> [DIRECTIVE]: Will you output the entries below exactly, skipping every image they contain?

(Location identification items)
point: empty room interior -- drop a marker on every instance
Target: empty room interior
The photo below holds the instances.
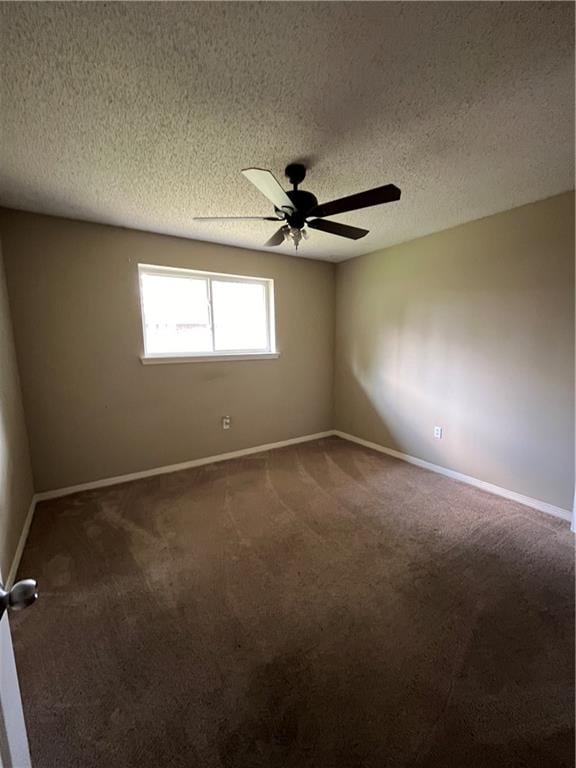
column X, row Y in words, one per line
column 287, row 384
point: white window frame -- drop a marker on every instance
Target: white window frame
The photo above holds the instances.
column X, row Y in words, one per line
column 268, row 353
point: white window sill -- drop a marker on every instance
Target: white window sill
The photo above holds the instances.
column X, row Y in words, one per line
column 166, row 359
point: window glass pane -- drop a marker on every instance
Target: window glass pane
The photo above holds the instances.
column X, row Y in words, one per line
column 176, row 314
column 240, row 316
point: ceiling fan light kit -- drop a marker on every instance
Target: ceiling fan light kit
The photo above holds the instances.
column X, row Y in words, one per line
column 299, row 209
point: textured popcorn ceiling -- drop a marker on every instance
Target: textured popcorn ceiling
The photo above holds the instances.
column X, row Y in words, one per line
column 143, row 114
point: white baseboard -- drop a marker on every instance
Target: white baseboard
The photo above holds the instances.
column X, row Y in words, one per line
column 21, row 543
column 58, row 492
column 528, row 501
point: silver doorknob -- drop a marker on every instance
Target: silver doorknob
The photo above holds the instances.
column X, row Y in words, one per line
column 20, row 596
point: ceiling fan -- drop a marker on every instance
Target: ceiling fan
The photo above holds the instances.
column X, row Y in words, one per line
column 299, row 209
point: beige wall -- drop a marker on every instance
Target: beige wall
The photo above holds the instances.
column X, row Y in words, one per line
column 471, row 329
column 94, row 410
column 16, row 488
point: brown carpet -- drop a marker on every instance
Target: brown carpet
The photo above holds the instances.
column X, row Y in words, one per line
column 316, row 606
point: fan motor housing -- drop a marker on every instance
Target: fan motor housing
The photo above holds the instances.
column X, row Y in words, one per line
column 304, row 202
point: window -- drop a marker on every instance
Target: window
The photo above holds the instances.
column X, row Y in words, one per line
column 188, row 314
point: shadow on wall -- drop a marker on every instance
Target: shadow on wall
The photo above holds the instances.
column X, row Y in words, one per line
column 423, row 367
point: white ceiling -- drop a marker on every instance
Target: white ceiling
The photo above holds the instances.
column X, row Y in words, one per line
column 143, row 114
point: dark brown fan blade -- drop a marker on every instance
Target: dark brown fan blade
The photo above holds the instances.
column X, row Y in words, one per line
column 277, row 238
column 335, row 228
column 386, row 194
column 236, row 218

> [SOLVED EXERCISE]:
point: empty room interior -- drop a marker on every instance
Target: empty room interior
The photo below holds the instances.
column X, row Y in words, one per line
column 287, row 384
point: white window frame -- drop a marker on every instance
Target: white window frame
The photo above holds the instances.
column X, row Y in words, one per line
column 268, row 353
point: white window sill -- drop a marker on every instance
Target: white window sill
The photo above holds the instances.
column X, row Y in words, one per line
column 166, row 359
point: window glass pane -- drop a marker on every instance
Target: window glass pane
The photo above holds the instances.
column X, row Y in words, one per line
column 176, row 314
column 240, row 316
point: ceiling fan light kit -- drop a marker on every instance
Target: ceiling fan light kit
The photo above holds the instances.
column X, row Y in words, one per line
column 299, row 209
point: textured popcorn ceiling -- drop a marker on every instance
Target: textured popcorn ceiling
The photo above holds the instances.
column X, row Y in words, one per line
column 143, row 114
point: white baseboard -- drop a marker on every instance
Target: white baseboard
The photo above holds the instances.
column X, row Y in words, one per line
column 21, row 543
column 58, row 492
column 528, row 501
point: silver doorknob -- drop a marker on every instance
Target: silver doorknob
The photo above holds the instances.
column X, row Y in words, one per line
column 20, row 596
point: ceiling fan -- drop a marker on every instance
Target: ceiling fan
The photo above holds the instances.
column X, row Y in words, one per line
column 299, row 209
point: beige wall -- drop a marker on every instance
Target: beige wall
The photo above holds the instances.
column X, row Y in words, one per line
column 471, row 329
column 94, row 410
column 16, row 488
point: brown carpet -- drop a marker on every instance
Target: brown carpet
The photo above holds the instances.
column X, row Y in words, one per line
column 316, row 606
point: fan motor housing -- drop a marker on every instance
Target: fan motor housing
The photo above holds the instances.
column X, row Y in words, one per line
column 304, row 202
point: window -- drop a marker on every instance
Target: window
The photo above holds the instances.
column X, row Y in words, one per line
column 188, row 314
point: shadow on wall -- drop a marker on every instance
Target: shadow on wall
The photo above holds the instances.
column X, row Y in words, one per line
column 423, row 367
point: white ceiling -- drop a marker on every instance
Target: white ceiling
The photo above holds the instances.
column X, row Y in words, one per line
column 143, row 114
point: dark brown fan blade -- drop a marker on every instance
Target: dark brown fan blade
The photo above holds the instances.
column X, row Y in words, one per line
column 277, row 238
column 335, row 228
column 386, row 194
column 236, row 218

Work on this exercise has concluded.